* [TEXTO DO DOCUMENTO]:
───
Os resultados obtidos pelo método de controle sintético não apresentaram impacto significativo da reforma da lei de 0,05 BAC na Escócia sobre as taxas de acidentes de trânsito. A análise, que examinou diferentes períodos do dia, dias da semana, idades e sexos dos motoristas, além de tipos de acidentes e características das áreas urbanas e rurais, revelou que a lei não alterou as taxas de acidentes em nenhuma dessas condições. Os dados indicaram que não houve diferença nas taxas de acidentes durante o dia ou à noite, tampouco em finais de semana. Além disso, a lei não afetou acidentes envolvendo motoristas jovens, homens, ou em áreas com alta concentração de estabelecimentos licenciados para vender álcool. Em geral, os resultados confirmaram que a redução do limite de BAC não trouxe mudanças significativas nas taxas de acidentes rodoviários.
───
* [TAREFAS A REALIZAR]:
(1) De acordo com o texto sobre a lei de 0,05 BAC na Escócia, por meio de qual método foram obtidos os resultados?
(2) Transcreva fielmente, do texto sobre a lei de 0,05 BAC na Escócia, o trecho que vai de "Os resultados obtidos" até "de acidentes rodoviários.".
Não é necessário consultar os registros.
───
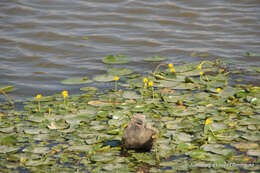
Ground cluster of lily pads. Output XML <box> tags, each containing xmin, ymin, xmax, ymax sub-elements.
<box><xmin>0</xmin><ymin>55</ymin><xmax>260</xmax><ymax>172</ymax></box>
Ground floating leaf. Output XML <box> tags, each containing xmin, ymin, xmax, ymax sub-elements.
<box><xmin>0</xmin><ymin>136</ymin><xmax>18</xmax><ymax>145</ymax></box>
<box><xmin>0</xmin><ymin>145</ymin><xmax>19</xmax><ymax>153</ymax></box>
<box><xmin>80</xmin><ymin>87</ymin><xmax>97</xmax><ymax>92</ymax></box>
<box><xmin>90</xmin><ymin>153</ymin><xmax>115</xmax><ymax>162</ymax></box>
<box><xmin>48</xmin><ymin>120</ymin><xmax>69</xmax><ymax>130</ymax></box>
<box><xmin>61</xmin><ymin>77</ymin><xmax>92</xmax><ymax>85</ymax></box>
<box><xmin>201</xmin><ymin>144</ymin><xmax>234</xmax><ymax>156</ymax></box>
<box><xmin>143</xmin><ymin>56</ymin><xmax>167</xmax><ymax>62</ymax></box>
<box><xmin>23</xmin><ymin>147</ymin><xmax>50</xmax><ymax>154</ymax></box>
<box><xmin>0</xmin><ymin>85</ymin><xmax>14</xmax><ymax>93</ymax></box>
<box><xmin>108</xmin><ymin>68</ymin><xmax>134</xmax><ymax>76</ymax></box>
<box><xmin>247</xmin><ymin>149</ymin><xmax>260</xmax><ymax>157</ymax></box>
<box><xmin>246</xmin><ymin>52</ymin><xmax>260</xmax><ymax>56</ymax></box>
<box><xmin>93</xmin><ymin>74</ymin><xmax>115</xmax><ymax>82</ymax></box>
<box><xmin>123</xmin><ymin>91</ymin><xmax>141</xmax><ymax>99</ymax></box>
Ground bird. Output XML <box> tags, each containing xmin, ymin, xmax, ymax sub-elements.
<box><xmin>121</xmin><ymin>114</ymin><xmax>158</xmax><ymax>151</ymax></box>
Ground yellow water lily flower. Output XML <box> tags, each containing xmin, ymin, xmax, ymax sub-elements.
<box><xmin>205</xmin><ymin>118</ymin><xmax>211</xmax><ymax>125</ymax></box>
<box><xmin>36</xmin><ymin>94</ymin><xmax>42</xmax><ymax>100</ymax></box>
<box><xmin>143</xmin><ymin>77</ymin><xmax>148</xmax><ymax>83</ymax></box>
<box><xmin>114</xmin><ymin>76</ymin><xmax>119</xmax><ymax>81</ymax></box>
<box><xmin>170</xmin><ymin>68</ymin><xmax>175</xmax><ymax>73</ymax></box>
<box><xmin>61</xmin><ymin>91</ymin><xmax>69</xmax><ymax>98</ymax></box>
<box><xmin>216</xmin><ymin>88</ymin><xmax>221</xmax><ymax>93</ymax></box>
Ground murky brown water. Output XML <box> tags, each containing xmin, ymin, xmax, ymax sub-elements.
<box><xmin>0</xmin><ymin>0</ymin><xmax>260</xmax><ymax>98</ymax></box>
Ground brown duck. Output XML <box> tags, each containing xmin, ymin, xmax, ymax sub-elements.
<box><xmin>122</xmin><ymin>114</ymin><xmax>158</xmax><ymax>151</ymax></box>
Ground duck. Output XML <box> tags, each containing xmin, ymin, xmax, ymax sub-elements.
<box><xmin>121</xmin><ymin>114</ymin><xmax>158</xmax><ymax>151</ymax></box>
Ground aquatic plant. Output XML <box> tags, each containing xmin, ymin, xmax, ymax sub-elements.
<box><xmin>114</xmin><ymin>76</ymin><xmax>119</xmax><ymax>91</ymax></box>
<box><xmin>0</xmin><ymin>58</ymin><xmax>260</xmax><ymax>172</ymax></box>
<box><xmin>35</xmin><ymin>94</ymin><xmax>42</xmax><ymax>112</ymax></box>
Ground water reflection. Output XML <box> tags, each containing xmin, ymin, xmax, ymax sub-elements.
<box><xmin>0</xmin><ymin>0</ymin><xmax>260</xmax><ymax>98</ymax></box>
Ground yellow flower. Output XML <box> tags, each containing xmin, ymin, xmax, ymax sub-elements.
<box><xmin>61</xmin><ymin>91</ymin><xmax>69</xmax><ymax>98</ymax></box>
<box><xmin>143</xmin><ymin>77</ymin><xmax>148</xmax><ymax>83</ymax></box>
<box><xmin>36</xmin><ymin>94</ymin><xmax>42</xmax><ymax>99</ymax></box>
<box><xmin>114</xmin><ymin>76</ymin><xmax>119</xmax><ymax>81</ymax></box>
<box><xmin>170</xmin><ymin>68</ymin><xmax>175</xmax><ymax>73</ymax></box>
<box><xmin>205</xmin><ymin>118</ymin><xmax>211</xmax><ymax>125</ymax></box>
<box><xmin>216</xmin><ymin>88</ymin><xmax>221</xmax><ymax>93</ymax></box>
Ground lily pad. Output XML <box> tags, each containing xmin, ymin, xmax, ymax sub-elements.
<box><xmin>143</xmin><ymin>56</ymin><xmax>167</xmax><ymax>62</ymax></box>
<box><xmin>61</xmin><ymin>77</ymin><xmax>92</xmax><ymax>85</ymax></box>
<box><xmin>93</xmin><ymin>74</ymin><xmax>115</xmax><ymax>82</ymax></box>
<box><xmin>80</xmin><ymin>87</ymin><xmax>97</xmax><ymax>92</ymax></box>
<box><xmin>102</xmin><ymin>55</ymin><xmax>130</xmax><ymax>64</ymax></box>
<box><xmin>108</xmin><ymin>68</ymin><xmax>134</xmax><ymax>76</ymax></box>
<box><xmin>0</xmin><ymin>145</ymin><xmax>19</xmax><ymax>153</ymax></box>
<box><xmin>23</xmin><ymin>147</ymin><xmax>50</xmax><ymax>154</ymax></box>
<box><xmin>123</xmin><ymin>91</ymin><xmax>141</xmax><ymax>99</ymax></box>
<box><xmin>201</xmin><ymin>144</ymin><xmax>234</xmax><ymax>156</ymax></box>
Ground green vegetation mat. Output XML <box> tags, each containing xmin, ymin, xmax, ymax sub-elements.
<box><xmin>0</xmin><ymin>55</ymin><xmax>260</xmax><ymax>173</ymax></box>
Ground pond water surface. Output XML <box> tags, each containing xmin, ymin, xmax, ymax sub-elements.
<box><xmin>0</xmin><ymin>0</ymin><xmax>260</xmax><ymax>98</ymax></box>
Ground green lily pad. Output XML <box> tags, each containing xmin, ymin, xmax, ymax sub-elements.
<box><xmin>108</xmin><ymin>68</ymin><xmax>134</xmax><ymax>76</ymax></box>
<box><xmin>93</xmin><ymin>74</ymin><xmax>115</xmax><ymax>82</ymax></box>
<box><xmin>123</xmin><ymin>91</ymin><xmax>141</xmax><ymax>99</ymax></box>
<box><xmin>174</xmin><ymin>132</ymin><xmax>193</xmax><ymax>142</ymax></box>
<box><xmin>80</xmin><ymin>87</ymin><xmax>97</xmax><ymax>92</ymax></box>
<box><xmin>0</xmin><ymin>136</ymin><xmax>18</xmax><ymax>145</ymax></box>
<box><xmin>201</xmin><ymin>144</ymin><xmax>234</xmax><ymax>156</ymax></box>
<box><xmin>247</xmin><ymin>149</ymin><xmax>260</xmax><ymax>157</ymax></box>
<box><xmin>90</xmin><ymin>153</ymin><xmax>115</xmax><ymax>163</ymax></box>
<box><xmin>0</xmin><ymin>85</ymin><xmax>14</xmax><ymax>93</ymax></box>
<box><xmin>102</xmin><ymin>55</ymin><xmax>130</xmax><ymax>64</ymax></box>
<box><xmin>231</xmin><ymin>142</ymin><xmax>259</xmax><ymax>149</ymax></box>
<box><xmin>61</xmin><ymin>77</ymin><xmax>92</xmax><ymax>85</ymax></box>
<box><xmin>23</xmin><ymin>147</ymin><xmax>51</xmax><ymax>154</ymax></box>
<box><xmin>246</xmin><ymin>52</ymin><xmax>260</xmax><ymax>56</ymax></box>
<box><xmin>242</xmin><ymin>133</ymin><xmax>260</xmax><ymax>142</ymax></box>
<box><xmin>23</xmin><ymin>128</ymin><xmax>49</xmax><ymax>135</ymax></box>
<box><xmin>67</xmin><ymin>145</ymin><xmax>92</xmax><ymax>152</ymax></box>
<box><xmin>143</xmin><ymin>56</ymin><xmax>167</xmax><ymax>62</ymax></box>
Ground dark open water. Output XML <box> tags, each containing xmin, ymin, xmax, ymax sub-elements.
<box><xmin>0</xmin><ymin>0</ymin><xmax>260</xmax><ymax>98</ymax></box>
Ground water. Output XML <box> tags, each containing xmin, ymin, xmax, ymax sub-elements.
<box><xmin>0</xmin><ymin>0</ymin><xmax>260</xmax><ymax>99</ymax></box>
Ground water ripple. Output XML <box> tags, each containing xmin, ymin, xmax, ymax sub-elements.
<box><xmin>0</xmin><ymin>0</ymin><xmax>260</xmax><ymax>98</ymax></box>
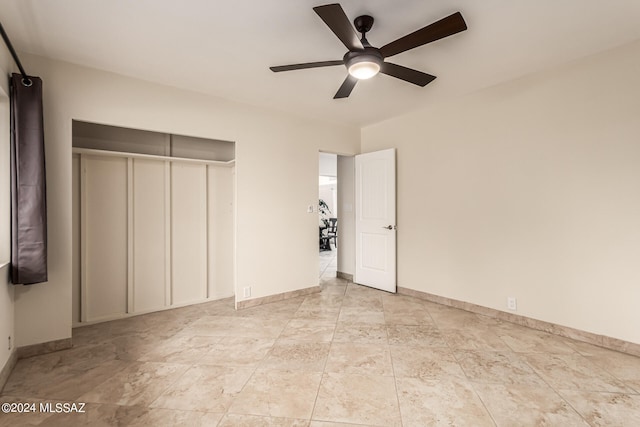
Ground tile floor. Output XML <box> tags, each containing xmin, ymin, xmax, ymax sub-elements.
<box><xmin>0</xmin><ymin>261</ymin><xmax>640</xmax><ymax>427</ymax></box>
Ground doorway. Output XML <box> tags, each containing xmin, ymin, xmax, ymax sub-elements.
<box><xmin>318</xmin><ymin>153</ymin><xmax>338</xmax><ymax>280</ymax></box>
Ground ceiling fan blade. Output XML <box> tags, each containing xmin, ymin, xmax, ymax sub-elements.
<box><xmin>313</xmin><ymin>3</ymin><xmax>364</xmax><ymax>51</ymax></box>
<box><xmin>380</xmin><ymin>62</ymin><xmax>436</xmax><ymax>87</ymax></box>
<box><xmin>380</xmin><ymin>12</ymin><xmax>467</xmax><ymax>58</ymax></box>
<box><xmin>269</xmin><ymin>60</ymin><xmax>344</xmax><ymax>73</ymax></box>
<box><xmin>333</xmin><ymin>74</ymin><xmax>358</xmax><ymax>99</ymax></box>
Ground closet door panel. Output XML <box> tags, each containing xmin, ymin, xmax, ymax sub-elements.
<box><xmin>171</xmin><ymin>162</ymin><xmax>207</xmax><ymax>305</ymax></box>
<box><xmin>133</xmin><ymin>159</ymin><xmax>169</xmax><ymax>312</ymax></box>
<box><xmin>82</xmin><ymin>156</ymin><xmax>127</xmax><ymax>321</ymax></box>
───
* [RESPOSTAS POR ITEM]:
(1) Pelo método de controle sintético.

(2)
Os resultados obtidos pelo método de controle sintético não apresentaram impacto significativo da reforma da lei de 0,05 BAC na Escócia sobre as taxas de acidentes de trânsito. A análise, que examinou diferentes períodos do dia, dias da semana, idades e sexos dos motoristas, além de tipos de acidentes e características das áreas urbanas e rurais, revelou que a lei não alterou as taxas de acidentes em nenhuma dessas condições. Os dados indicaram que não houve diferença nas taxas de acidentes durante o dia ou à noite, tampouco em finais de semana. Além disso, a lei não afetou acidentes envolvendo motoristas jovens, homens, ou em áreas com alta concentração de estabelecimentos licenciados para vender álcool. Em geral, os resultados confirmaram que a redução do limite de BAC não trouxe mudanças significativas nas taxas de acidentes rodoviários.